• **Text block**:
=-=-=-=-=

The Virginia school district where a 6-year-old shot his teacher is claiming they have no legal culpability, as the teacher was shot at her workplace.
Abigail Zwerner of Richneck Elementary was “clearly injured while at work, at her place of employment, by a student in the classroom,” the Newport News School Board said in response to her lawsuit, asking for its dismissal.
Zwerner was shot in the hand and chest on January 6 by a first grade student in her class. After spending two weeks in the hospital and undergoing four surgeries, she filed a $40 million lawsuit against the school district for gross negligence and failing to act on multiple warnings the day of the shooting.
In its filing Wednesday, the school board claimed that Zwerner's injuries should fall under her worker's compensation, arguing that facing violence from students should be considered part of a teacher's job, and that Zwerner can't reasonably expect students to pose no danger.
“While in an ideal world, young children would not pose any danger to others, including their teachers, this is sadly not reality,” the filing read, via NBC.
According to Zwerner's attorneys, the boy “had a history of random violence," and had just a year prior “strangled and choked” his kindergarten teacher. They also pointed to instances where he was "chasing students around the playground with a belt in an effort to whip them," as well as cursing at staff and even breaking his teacher's phone after throwing it.
“Teachers’ concerns with John Doe’s behavior [were] regularly brought to the attention of Richneck Elementary School administration, and the concerns were always dismissed,” the lawsuit states.

=-=-=-=-=

Stored dataset items

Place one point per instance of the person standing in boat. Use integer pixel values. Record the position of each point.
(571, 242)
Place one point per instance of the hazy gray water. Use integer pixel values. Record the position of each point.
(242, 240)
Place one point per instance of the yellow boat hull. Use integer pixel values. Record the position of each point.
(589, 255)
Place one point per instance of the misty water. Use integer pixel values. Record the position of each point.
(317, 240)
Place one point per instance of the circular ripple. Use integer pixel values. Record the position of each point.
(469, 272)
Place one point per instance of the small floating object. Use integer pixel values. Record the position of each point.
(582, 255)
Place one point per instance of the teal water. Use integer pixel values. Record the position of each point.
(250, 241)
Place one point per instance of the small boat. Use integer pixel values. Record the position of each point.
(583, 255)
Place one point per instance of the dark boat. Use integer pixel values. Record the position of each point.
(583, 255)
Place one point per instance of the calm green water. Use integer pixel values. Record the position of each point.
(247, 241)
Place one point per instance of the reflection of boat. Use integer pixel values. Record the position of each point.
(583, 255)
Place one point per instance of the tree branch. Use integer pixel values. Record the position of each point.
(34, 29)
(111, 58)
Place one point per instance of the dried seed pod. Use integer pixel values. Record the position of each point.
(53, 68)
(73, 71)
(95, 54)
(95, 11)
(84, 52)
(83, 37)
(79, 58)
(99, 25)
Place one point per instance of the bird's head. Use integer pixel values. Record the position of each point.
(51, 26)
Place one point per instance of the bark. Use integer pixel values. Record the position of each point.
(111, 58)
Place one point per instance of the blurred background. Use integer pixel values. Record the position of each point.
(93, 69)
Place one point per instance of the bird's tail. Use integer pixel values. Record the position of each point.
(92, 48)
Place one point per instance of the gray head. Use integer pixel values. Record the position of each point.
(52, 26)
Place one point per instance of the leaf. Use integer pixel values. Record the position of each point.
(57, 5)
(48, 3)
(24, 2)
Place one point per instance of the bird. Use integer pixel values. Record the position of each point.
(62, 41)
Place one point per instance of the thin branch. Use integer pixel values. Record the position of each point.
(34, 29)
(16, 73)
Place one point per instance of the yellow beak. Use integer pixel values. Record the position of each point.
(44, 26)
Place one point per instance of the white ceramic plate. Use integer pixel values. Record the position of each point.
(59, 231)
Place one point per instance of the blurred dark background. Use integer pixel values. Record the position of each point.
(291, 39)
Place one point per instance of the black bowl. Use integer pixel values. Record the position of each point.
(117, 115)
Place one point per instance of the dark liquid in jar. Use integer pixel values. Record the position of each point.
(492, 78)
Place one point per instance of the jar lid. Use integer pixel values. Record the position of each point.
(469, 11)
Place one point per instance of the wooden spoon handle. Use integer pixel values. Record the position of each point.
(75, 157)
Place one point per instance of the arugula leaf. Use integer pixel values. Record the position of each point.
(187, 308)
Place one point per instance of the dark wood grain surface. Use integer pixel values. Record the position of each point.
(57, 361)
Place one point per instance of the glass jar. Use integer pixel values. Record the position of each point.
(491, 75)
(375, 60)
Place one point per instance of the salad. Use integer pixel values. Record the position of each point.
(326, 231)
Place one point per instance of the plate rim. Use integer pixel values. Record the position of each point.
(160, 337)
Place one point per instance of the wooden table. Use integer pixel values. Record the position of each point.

=-=-=-=-=

• **Exercise prompt**: Carry on the article about the Newport News teacher's lawsuit, starting after its last sentence. The items have no connection to the text about the teacher's lawsuit.

• **Response below**:
Zwerner said that she told an assistant principal that day that the boy “was in a violent mood,” and had threatened to beat up a kindergartener. Two students also reported seeing the boy with a gun, but a search of his backpack by school administrators found no weapon, and the assistant principal concluded his “pockets were too small to hold a handgun and did nothing."
Zwerner was approved for worker's compensation, which provides up to 500 weeks of pay and lifelong medical care for injuries "without having to prove negligence." Zwerner has since rejected the offer.
After the shooting, the school board seemingly acknowledged its missteps when it voted to oust Superintendent George Parker III. The assistant principal, Ebony Parker, resigned two weeks later, and the principal, Briana Foster Newton, was reassigned to another school.
The boy will not be prosecuted for the shooting, but his mother has been charged with felony neglect and reckless storage of a firearm.